[Saved entries]
— Start —

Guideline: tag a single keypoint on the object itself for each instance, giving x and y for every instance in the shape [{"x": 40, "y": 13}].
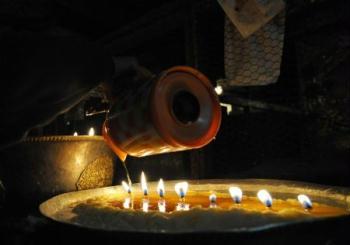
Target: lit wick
[
  {"x": 181, "y": 190},
  {"x": 91, "y": 132},
  {"x": 145, "y": 201},
  {"x": 265, "y": 197},
  {"x": 305, "y": 201},
  {"x": 144, "y": 184},
  {"x": 212, "y": 200},
  {"x": 126, "y": 187},
  {"x": 161, "y": 193},
  {"x": 160, "y": 188},
  {"x": 127, "y": 201},
  {"x": 236, "y": 194}
]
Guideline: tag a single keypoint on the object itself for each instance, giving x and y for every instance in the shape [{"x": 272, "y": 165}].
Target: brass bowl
[{"x": 41, "y": 167}]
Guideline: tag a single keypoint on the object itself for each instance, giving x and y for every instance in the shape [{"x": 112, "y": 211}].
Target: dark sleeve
[{"x": 44, "y": 76}]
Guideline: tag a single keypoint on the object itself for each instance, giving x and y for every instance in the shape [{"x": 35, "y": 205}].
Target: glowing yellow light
[
  {"x": 144, "y": 184},
  {"x": 181, "y": 189},
  {"x": 160, "y": 188},
  {"x": 91, "y": 132},
  {"x": 305, "y": 201},
  {"x": 265, "y": 197},
  {"x": 236, "y": 194}
]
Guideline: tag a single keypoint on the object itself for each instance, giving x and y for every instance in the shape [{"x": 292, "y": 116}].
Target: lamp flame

— End —

§ TASK DETAILS
Reproduce the whole listing word for word, setting aside any pictures.

§ EXPECTED ANSWER
Guideline: tag a single keypoint on the object itself for each instance, giving x and y for every instance in the shape [{"x": 40, "y": 13}].
Target: lit wick
[
  {"x": 181, "y": 190},
  {"x": 91, "y": 132},
  {"x": 145, "y": 201},
  {"x": 265, "y": 197},
  {"x": 305, "y": 201},
  {"x": 144, "y": 184},
  {"x": 212, "y": 200},
  {"x": 126, "y": 187},
  {"x": 161, "y": 193},
  {"x": 160, "y": 188},
  {"x": 127, "y": 201},
  {"x": 236, "y": 194}
]
Guideline: tag a single keypoint on the object itself for each instance, giving x and y for every instance in the shape [{"x": 272, "y": 165}].
Target: brass bowl
[{"x": 41, "y": 167}]
Guideline: tag a single keypoint on the object itself for each instance, giving x and y for every instance in the shape [{"x": 112, "y": 211}].
Target: dark sleeve
[{"x": 44, "y": 76}]
Guideline: tag a single keypoint on the object itself for each instance, giving x and y for every instance in the shape [{"x": 35, "y": 205}].
Target: glowing yellow light
[
  {"x": 144, "y": 184},
  {"x": 181, "y": 189},
  {"x": 160, "y": 188},
  {"x": 91, "y": 132},
  {"x": 305, "y": 201},
  {"x": 265, "y": 197},
  {"x": 236, "y": 194}
]
Guideline: tag a single keypoint on the object itself for each instance, giving x and y for every instance in the shape [{"x": 292, "y": 116}].
Target: lamp flame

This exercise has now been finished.